__PROVIDED PASSAGE__
Finally you can decide where to start your seeds. Bill recommends using a sterile growing medium such as “3BRS sterile growing mix” available at Potomac Farms. Use no fertilizers when initially starting seeds, as fertilizers can inhibit germination. He grows his seeds in small plastic trays, peat pots, plastic plug starter trays, or anything else you like, such as egg cartons — all squeezed tightly into larger, lidded plastic storage containers available at Walmart. If you use peat pots it helps to wet them first because you can then squeeze them together to fit 54 pots snuggly into the larger lidded container. When you first start your seeds you want to keep them moist and warm by using a heating pad available from garden centers and online. Keep them covered with the lid on until you see the seeds germinating. When you see the first green leaves forming, remove the lids from your storage containers and avoid excess moisture to lessen the risk of “damping off fungal disease.”

__INPUT DATA__
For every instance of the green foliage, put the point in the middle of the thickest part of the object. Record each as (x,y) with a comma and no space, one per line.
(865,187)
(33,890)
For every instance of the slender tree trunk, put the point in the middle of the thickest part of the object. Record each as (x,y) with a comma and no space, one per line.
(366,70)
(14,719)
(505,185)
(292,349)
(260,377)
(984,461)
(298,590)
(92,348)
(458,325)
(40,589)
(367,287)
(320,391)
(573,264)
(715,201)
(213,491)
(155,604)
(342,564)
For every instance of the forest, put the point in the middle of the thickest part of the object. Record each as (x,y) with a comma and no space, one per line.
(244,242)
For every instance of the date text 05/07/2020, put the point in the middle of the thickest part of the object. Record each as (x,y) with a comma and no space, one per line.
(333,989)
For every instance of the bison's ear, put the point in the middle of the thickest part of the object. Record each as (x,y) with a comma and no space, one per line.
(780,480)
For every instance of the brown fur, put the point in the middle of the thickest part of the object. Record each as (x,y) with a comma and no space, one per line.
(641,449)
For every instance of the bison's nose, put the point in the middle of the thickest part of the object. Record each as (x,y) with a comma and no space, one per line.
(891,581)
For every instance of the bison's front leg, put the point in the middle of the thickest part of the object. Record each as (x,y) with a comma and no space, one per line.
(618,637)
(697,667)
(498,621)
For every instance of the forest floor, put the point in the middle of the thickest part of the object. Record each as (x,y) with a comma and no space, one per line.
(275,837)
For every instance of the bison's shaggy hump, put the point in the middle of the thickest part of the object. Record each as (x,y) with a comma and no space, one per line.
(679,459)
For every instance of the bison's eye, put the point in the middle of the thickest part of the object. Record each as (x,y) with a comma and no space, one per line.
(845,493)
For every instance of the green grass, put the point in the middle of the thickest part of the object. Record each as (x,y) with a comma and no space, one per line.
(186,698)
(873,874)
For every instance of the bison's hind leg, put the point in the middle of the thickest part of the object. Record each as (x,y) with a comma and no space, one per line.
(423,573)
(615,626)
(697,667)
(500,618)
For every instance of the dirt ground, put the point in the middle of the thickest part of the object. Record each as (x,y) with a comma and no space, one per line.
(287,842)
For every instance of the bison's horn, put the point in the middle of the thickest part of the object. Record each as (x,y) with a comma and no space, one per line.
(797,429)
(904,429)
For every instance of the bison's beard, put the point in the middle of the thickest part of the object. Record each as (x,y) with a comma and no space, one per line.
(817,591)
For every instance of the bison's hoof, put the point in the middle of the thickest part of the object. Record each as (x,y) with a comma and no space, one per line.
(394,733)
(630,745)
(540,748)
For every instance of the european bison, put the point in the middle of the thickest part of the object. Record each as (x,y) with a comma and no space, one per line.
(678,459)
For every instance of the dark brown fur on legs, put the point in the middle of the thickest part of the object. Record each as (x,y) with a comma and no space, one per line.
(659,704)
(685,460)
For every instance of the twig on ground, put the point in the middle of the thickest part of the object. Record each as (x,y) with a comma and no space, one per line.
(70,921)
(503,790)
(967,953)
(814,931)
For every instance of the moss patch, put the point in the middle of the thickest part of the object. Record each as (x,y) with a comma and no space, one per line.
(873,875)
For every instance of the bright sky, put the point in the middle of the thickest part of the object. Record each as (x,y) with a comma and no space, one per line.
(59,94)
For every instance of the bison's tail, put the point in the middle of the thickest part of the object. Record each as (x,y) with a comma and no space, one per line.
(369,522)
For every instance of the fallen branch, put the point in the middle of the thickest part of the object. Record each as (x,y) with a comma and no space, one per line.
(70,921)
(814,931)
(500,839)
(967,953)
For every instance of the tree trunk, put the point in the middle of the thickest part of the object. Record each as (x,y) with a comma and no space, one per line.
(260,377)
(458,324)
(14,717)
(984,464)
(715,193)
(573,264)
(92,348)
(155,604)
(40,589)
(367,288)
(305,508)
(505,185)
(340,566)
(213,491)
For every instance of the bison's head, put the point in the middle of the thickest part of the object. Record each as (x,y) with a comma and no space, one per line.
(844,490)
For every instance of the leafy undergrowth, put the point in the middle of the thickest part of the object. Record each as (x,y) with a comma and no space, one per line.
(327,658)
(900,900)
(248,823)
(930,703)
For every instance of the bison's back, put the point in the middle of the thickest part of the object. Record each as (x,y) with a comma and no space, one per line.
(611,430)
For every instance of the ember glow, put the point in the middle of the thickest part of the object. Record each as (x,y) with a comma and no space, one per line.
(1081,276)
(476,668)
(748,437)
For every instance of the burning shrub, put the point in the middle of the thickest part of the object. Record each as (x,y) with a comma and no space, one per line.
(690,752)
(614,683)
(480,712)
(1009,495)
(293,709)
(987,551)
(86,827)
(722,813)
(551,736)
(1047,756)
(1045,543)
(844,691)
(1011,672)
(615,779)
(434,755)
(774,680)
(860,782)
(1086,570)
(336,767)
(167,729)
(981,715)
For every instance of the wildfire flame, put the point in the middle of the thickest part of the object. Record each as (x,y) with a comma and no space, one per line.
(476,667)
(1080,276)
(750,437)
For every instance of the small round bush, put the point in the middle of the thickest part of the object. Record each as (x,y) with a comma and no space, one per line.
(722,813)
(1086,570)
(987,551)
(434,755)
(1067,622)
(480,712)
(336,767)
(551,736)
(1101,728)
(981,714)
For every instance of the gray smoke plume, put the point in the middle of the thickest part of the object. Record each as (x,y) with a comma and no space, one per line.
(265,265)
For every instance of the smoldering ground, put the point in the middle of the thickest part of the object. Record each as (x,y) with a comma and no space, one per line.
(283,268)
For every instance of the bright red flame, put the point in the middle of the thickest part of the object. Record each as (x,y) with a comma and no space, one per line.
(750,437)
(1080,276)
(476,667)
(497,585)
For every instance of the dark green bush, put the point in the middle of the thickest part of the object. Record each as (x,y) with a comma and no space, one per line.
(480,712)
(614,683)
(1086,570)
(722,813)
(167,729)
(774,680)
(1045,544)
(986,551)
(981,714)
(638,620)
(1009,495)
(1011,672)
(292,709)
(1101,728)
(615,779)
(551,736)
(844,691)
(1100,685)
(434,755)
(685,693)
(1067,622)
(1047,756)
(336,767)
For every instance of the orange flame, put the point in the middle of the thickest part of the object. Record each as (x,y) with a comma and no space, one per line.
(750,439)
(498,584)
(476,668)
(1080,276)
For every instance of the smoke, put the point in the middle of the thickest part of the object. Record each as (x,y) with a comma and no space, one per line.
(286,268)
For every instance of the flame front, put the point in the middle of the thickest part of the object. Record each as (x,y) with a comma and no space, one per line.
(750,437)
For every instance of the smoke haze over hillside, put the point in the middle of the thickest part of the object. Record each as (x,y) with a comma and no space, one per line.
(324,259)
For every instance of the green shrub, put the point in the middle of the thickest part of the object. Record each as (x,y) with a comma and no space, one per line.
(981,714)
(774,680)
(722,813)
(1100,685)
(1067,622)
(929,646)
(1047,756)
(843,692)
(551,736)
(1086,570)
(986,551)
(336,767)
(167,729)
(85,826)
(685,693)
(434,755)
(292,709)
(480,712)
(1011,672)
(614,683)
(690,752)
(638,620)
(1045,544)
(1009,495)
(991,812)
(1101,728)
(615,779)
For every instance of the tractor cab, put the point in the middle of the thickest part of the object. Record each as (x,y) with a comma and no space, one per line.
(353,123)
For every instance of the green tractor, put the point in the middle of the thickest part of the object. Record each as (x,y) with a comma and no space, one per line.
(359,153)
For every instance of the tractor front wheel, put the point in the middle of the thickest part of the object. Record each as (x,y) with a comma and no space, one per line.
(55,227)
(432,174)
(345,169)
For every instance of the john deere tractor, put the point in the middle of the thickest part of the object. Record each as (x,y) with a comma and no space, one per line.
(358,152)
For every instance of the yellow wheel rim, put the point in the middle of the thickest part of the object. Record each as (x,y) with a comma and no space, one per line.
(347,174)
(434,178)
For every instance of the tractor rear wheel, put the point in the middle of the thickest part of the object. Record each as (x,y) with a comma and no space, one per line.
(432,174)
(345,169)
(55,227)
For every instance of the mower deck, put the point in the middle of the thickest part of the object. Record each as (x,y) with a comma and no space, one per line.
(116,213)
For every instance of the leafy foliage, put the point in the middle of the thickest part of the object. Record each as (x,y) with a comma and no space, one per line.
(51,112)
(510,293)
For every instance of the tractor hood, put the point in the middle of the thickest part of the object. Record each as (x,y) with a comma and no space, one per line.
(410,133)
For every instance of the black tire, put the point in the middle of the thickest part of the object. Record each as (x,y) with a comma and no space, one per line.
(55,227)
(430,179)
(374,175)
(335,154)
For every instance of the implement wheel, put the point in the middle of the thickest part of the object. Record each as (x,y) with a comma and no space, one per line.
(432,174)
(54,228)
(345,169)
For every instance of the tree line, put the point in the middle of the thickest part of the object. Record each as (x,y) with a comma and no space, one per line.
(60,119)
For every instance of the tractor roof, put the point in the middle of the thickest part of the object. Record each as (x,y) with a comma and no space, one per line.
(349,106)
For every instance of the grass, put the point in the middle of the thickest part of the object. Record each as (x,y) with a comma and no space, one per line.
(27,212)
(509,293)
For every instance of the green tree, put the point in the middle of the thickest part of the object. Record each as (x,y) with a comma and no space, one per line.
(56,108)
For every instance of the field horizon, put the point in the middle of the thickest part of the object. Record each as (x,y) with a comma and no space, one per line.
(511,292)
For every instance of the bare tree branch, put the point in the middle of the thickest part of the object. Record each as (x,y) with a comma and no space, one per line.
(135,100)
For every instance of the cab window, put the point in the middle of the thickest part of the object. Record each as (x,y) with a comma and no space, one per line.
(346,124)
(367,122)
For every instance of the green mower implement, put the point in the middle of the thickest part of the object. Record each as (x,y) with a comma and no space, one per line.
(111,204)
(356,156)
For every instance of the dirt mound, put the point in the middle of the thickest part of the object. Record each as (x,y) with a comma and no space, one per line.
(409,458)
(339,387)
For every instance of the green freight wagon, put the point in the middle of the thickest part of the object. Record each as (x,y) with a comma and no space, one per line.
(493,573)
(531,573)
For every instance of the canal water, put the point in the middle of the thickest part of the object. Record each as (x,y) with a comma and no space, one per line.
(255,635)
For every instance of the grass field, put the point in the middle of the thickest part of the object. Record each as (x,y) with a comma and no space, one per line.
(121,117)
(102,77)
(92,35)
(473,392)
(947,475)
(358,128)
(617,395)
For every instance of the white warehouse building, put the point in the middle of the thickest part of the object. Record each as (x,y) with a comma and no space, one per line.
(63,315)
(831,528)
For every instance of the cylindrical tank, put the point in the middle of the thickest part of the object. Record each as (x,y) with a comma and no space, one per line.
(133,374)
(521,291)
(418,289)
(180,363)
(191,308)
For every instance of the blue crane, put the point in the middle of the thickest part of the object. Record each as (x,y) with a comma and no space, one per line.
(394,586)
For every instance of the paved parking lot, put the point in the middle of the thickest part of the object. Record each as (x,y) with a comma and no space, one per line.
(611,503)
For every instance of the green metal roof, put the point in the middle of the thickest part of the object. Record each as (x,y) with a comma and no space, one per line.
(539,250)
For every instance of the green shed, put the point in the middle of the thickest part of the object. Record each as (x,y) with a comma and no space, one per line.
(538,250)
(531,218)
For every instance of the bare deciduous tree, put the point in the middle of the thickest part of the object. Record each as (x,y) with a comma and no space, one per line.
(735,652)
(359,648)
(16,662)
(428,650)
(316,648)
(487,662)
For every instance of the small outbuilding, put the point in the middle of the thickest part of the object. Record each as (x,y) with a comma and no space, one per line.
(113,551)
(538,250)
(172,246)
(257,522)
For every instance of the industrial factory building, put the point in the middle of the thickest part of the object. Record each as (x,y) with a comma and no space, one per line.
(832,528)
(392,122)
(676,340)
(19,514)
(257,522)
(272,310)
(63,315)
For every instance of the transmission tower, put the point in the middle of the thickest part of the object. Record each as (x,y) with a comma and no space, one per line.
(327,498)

__PROMPT__
Copy out the full seed-starting passage above, word for word.

__ANSWER SECTION__
Finally you can decide where to start your seeds. Bill recommends using a sterile growing medium such as “3BRS sterile growing mix” available at Potomac Farms. Use no fertilizers when initially starting seeds, as fertilizers can inhibit germination. He grows his seeds in small plastic trays, peat pots, plastic plug starter trays, or anything else you like, such as egg cartons — all squeezed tightly into larger, lidded plastic storage containers available at Walmart. If you use peat pots it helps to wet them first because you can then squeeze them together to fit 54 pots snuggly into the larger lidded container. When you first start your seeds you want to keep them moist and warm by using a heating pad available from garden centers and online. Keep them covered with the lid on until you see the seeds germinating. When you see the first green leaves forming, remove the lids from your storage containers and avoid excess moisture to lessen the risk of “damping off fungal disease.”